* GIVEN PROBLEM
Repeat each of the lines below word for word, in the same order and with nothing changed.

* DATA FOR THE TASK
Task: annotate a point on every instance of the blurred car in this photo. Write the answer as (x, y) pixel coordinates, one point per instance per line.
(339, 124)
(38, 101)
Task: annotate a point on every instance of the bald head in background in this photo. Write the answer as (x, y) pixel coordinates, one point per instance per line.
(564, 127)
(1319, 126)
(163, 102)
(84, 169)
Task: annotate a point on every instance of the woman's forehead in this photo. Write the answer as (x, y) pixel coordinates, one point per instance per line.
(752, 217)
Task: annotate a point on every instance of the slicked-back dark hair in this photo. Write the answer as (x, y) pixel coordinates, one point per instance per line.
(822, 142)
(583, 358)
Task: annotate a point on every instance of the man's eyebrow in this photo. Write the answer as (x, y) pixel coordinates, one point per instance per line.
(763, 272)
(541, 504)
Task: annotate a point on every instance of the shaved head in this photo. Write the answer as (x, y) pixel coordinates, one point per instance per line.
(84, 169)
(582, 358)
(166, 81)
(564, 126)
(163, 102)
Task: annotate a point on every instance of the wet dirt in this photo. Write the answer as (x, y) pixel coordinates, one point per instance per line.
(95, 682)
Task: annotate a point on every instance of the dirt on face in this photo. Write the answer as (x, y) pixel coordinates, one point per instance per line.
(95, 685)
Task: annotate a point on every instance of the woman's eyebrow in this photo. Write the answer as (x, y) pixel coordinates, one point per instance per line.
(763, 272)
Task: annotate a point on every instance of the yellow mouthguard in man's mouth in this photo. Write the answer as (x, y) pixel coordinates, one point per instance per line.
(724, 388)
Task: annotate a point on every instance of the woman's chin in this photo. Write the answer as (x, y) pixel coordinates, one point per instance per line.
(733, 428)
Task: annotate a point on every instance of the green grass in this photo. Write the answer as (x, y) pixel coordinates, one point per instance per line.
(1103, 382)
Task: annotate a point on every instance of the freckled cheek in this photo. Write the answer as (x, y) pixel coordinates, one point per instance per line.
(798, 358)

* EXERCISE SOLUTION
Task: annotate a point on every instance of the blurred car in this photo. Write the answer as (x, y) pixel coordinates, one point per instance per line.
(339, 124)
(38, 101)
Task: annotate a point on every instance of the bald head in background in this photo. Write the answer as (x, y) pixel coordinates, one point per instance per line.
(564, 127)
(1319, 126)
(163, 102)
(84, 169)
Task: annotate a point on every instance of the woman's forehead in this photo. Write the answer as (x, y) pixel coordinates, one point per instance per line.
(752, 217)
Task: annotate a point on every instance of the slicked-back dark hair in this photo. Write the answer as (x, y) pixel coordinates, one point per instance per line.
(822, 142)
(583, 358)
Task: annotate a point on every instance of the man's eyebrow in this photo. Write the answer as (x, y) pixel coordinates, one point per instance per line.
(763, 272)
(541, 504)
Task: annotate a point on every instance of the shaved head in this photo. Write the answer as (x, y) pixel coordinates, one point per instance per line.
(84, 169)
(582, 358)
(166, 81)
(564, 126)
(163, 102)
Task: annotate a point on every instance of the wet dirt in this photo. Write the answer as (x, y) pixel coordinates, one point per instance per line.
(95, 682)
Task: annotate a point on every instance of the dirt on face in this photo. Write the answer as (x, y) pixel coordinates, one point per instance per line.
(95, 685)
Task: annotate a point on every instance of the woman's eyebrow in this photo. Write the answer as (x, y) pixel coordinates, one point per instance per line.
(763, 272)
Task: annotate a point on every instance of the yellow mouthguard in man's mouth in this photo. Write the answer as (x, y) pixel coordinates, one point per instance per line.
(724, 388)
Task: annotate a point on every instance of the woman's chin in this photo. Write the answer as (x, y) pixel coordinates, one point per instance per line.
(733, 428)
Task: annotate a point on every instance of the green grass in this photo. Write the answer as (x, y) pixel coordinates, one point per instance per line.
(1103, 382)
Task: annotate a point on every instance of the freckled cheek in this photo. Write the answer as (x, y) pixel coordinates, one point per instance per line.
(798, 358)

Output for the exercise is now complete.